**GIVEN PROBLEM**
Repeat the records between the lines holding "Every instance gets one point. Tag the coastal" and "Target: turquoise water", inclusive, without changing anything.

◇ ◇ ◇ ◇ ◇

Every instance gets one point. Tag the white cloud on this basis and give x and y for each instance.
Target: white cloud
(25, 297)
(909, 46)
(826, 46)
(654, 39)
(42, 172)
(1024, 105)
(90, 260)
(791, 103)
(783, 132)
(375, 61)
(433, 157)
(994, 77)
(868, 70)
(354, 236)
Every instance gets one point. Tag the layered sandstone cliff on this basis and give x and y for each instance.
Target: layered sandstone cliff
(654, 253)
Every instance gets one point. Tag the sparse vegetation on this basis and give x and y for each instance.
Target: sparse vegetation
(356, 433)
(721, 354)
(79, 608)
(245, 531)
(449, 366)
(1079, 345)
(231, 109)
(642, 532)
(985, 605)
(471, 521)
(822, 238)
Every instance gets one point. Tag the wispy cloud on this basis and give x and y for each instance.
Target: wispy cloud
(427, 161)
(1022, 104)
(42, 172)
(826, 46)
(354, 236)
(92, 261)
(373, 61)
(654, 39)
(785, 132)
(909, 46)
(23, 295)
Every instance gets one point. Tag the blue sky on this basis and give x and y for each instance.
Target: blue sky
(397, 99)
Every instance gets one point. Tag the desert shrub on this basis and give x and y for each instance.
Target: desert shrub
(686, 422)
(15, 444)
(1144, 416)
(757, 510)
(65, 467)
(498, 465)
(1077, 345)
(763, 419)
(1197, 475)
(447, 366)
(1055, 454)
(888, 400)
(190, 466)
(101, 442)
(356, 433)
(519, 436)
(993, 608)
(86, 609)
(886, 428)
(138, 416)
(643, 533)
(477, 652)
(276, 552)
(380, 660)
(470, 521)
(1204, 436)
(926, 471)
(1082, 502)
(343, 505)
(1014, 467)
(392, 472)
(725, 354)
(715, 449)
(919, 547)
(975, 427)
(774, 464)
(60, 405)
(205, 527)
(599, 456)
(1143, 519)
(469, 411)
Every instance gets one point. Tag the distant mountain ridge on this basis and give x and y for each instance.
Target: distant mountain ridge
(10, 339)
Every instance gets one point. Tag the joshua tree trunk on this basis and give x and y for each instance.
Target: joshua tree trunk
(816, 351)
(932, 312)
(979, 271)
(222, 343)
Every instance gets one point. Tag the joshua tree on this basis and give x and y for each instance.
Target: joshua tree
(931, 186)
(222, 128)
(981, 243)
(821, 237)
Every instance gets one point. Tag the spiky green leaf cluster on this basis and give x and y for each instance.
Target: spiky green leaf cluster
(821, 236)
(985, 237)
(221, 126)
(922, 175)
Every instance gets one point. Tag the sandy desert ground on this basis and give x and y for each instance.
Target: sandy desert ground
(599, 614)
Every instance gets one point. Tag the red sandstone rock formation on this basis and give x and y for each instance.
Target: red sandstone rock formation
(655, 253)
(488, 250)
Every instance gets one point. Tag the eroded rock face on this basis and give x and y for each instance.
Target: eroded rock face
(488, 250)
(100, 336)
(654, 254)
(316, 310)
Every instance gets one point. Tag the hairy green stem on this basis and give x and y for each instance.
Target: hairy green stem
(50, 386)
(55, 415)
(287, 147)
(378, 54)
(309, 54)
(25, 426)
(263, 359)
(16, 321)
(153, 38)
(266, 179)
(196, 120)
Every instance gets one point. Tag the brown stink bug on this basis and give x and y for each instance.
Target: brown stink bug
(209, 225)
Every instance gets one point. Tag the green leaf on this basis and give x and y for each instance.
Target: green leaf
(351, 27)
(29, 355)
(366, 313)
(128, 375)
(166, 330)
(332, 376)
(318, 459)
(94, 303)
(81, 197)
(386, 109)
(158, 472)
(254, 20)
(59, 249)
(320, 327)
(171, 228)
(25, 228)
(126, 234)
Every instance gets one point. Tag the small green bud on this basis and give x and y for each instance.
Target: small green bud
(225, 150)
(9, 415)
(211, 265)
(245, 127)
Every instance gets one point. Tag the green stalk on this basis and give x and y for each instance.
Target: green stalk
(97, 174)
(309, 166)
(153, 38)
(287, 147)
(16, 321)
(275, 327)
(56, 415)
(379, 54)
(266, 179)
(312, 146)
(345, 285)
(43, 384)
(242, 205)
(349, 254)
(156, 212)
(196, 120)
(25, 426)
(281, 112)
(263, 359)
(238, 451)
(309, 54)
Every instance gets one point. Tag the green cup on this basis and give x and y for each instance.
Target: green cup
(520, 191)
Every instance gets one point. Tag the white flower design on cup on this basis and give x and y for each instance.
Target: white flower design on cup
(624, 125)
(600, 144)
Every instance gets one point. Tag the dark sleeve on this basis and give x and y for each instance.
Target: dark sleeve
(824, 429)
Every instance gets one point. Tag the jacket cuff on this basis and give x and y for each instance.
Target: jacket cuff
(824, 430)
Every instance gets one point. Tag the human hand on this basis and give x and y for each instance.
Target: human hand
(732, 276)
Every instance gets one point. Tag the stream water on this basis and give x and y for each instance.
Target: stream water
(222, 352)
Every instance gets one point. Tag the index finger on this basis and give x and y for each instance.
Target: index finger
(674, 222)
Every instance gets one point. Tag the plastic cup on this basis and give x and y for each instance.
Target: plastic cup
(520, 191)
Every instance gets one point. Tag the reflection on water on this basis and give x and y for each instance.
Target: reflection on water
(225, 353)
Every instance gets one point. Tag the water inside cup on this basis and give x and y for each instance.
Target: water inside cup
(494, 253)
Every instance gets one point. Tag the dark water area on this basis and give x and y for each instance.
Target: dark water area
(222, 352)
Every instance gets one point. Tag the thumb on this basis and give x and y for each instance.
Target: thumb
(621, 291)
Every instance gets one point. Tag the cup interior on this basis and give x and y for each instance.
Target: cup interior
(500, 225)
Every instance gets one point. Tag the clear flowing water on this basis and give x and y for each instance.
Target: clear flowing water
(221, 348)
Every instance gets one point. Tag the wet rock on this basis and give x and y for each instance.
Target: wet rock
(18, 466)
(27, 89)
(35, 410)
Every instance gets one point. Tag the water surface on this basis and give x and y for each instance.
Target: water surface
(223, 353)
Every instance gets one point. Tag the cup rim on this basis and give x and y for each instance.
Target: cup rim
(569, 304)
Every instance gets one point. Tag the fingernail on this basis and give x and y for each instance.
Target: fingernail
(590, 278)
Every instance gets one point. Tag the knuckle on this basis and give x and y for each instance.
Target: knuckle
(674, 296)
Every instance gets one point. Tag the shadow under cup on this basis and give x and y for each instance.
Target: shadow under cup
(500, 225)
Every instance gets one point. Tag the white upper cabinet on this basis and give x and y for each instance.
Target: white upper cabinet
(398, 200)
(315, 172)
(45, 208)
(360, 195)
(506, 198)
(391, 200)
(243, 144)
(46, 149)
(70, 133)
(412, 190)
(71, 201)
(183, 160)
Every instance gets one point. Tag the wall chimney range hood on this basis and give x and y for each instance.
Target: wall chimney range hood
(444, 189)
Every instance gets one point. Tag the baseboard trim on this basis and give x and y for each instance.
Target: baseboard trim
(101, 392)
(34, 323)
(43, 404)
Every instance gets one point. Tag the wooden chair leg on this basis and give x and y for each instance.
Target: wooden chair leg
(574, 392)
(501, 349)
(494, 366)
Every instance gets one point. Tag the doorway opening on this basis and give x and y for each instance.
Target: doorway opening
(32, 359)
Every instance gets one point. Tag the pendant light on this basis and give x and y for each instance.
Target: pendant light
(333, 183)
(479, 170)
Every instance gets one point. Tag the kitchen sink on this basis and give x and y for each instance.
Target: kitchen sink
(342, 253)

◇ ◇ ◇ ◇ ◇

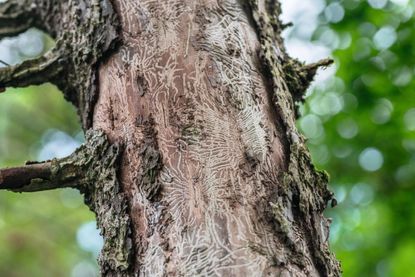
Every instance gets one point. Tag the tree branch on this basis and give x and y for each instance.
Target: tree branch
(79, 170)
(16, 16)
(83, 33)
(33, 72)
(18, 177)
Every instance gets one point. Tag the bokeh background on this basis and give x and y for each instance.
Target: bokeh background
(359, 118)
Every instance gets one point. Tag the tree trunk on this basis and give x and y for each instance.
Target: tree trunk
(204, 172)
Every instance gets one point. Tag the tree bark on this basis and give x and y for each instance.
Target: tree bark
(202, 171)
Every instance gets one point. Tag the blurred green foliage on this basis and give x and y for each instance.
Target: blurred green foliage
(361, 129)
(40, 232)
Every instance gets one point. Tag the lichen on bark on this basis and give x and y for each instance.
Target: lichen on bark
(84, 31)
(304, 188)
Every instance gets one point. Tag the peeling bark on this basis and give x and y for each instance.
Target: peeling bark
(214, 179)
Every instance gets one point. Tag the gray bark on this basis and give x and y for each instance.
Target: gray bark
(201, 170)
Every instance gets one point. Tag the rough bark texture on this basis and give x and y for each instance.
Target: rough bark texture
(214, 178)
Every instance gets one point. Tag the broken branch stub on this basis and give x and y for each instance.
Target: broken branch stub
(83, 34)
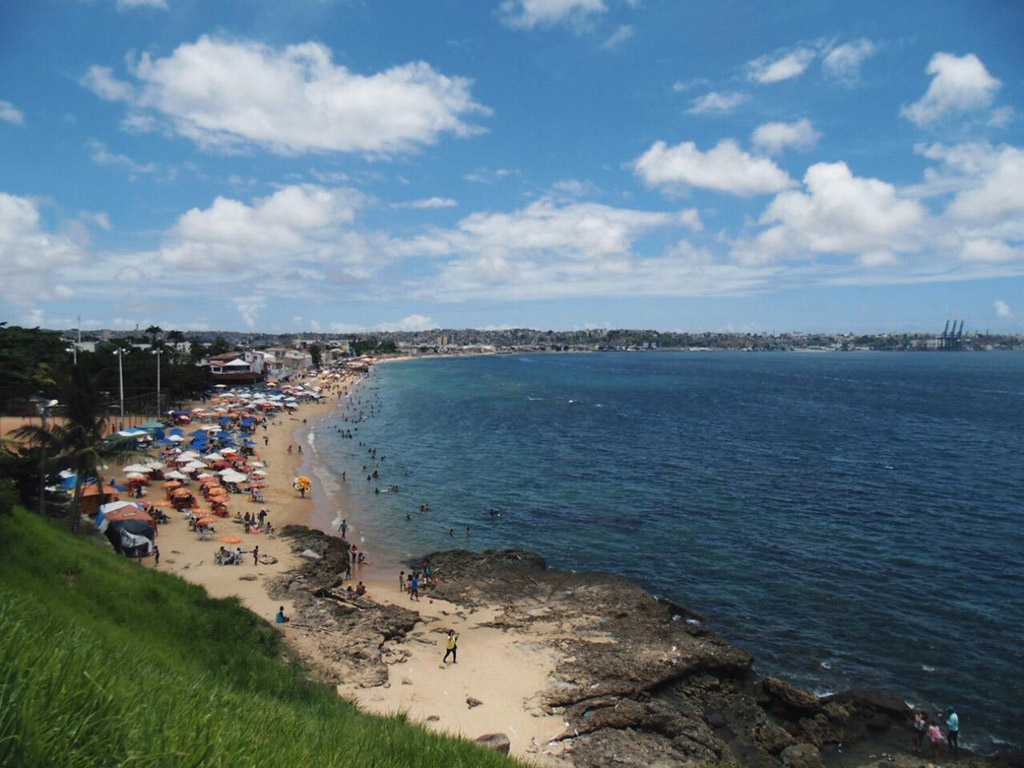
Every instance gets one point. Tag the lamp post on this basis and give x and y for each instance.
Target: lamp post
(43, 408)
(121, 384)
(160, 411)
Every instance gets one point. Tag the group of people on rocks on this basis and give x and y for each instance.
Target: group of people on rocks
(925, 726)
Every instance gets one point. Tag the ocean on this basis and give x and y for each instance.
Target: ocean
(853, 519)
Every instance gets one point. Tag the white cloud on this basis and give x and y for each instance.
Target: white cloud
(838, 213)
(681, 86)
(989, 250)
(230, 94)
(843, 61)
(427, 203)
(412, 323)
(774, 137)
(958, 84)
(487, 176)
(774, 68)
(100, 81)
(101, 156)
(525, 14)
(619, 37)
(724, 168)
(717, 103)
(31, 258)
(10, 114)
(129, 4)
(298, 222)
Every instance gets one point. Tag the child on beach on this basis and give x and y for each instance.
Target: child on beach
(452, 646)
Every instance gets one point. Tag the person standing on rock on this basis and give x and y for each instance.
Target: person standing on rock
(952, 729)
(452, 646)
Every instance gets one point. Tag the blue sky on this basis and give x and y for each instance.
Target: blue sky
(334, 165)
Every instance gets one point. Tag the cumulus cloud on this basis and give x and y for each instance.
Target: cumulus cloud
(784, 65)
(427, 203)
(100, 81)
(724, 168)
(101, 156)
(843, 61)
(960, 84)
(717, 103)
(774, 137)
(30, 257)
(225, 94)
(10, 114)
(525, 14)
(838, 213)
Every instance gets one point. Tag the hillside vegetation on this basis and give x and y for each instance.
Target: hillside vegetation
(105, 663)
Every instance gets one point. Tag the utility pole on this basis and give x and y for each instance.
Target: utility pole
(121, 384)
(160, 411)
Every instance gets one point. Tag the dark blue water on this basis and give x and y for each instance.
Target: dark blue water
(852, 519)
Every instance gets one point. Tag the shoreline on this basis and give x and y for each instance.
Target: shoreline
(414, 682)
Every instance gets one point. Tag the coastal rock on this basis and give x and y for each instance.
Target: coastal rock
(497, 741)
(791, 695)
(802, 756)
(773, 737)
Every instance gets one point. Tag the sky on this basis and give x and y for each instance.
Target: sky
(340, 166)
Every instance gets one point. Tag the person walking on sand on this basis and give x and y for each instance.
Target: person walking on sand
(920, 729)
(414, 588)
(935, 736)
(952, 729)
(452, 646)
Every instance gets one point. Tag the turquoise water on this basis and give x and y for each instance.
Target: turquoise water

◇ ◇ ◇ ◇ ◇

**FULL ANSWER**
Every instance gets one point. Tag the coastal rock on this basis and give x and y for each instance.
Target: coastal rock
(497, 741)
(791, 695)
(802, 756)
(773, 737)
Every instance gets one point. Tag the sky on this basis and give x and y for each instance.
Target: sky
(340, 166)
Every instance gets one point. Tag the person walking on sand on this basis and give x and y for each instance.
Target: person walking on sand
(920, 729)
(414, 588)
(935, 736)
(952, 729)
(452, 646)
Every instance gets one point. Tag the turquoise water on this basis and give x and y for each instance.
Target: turquoise water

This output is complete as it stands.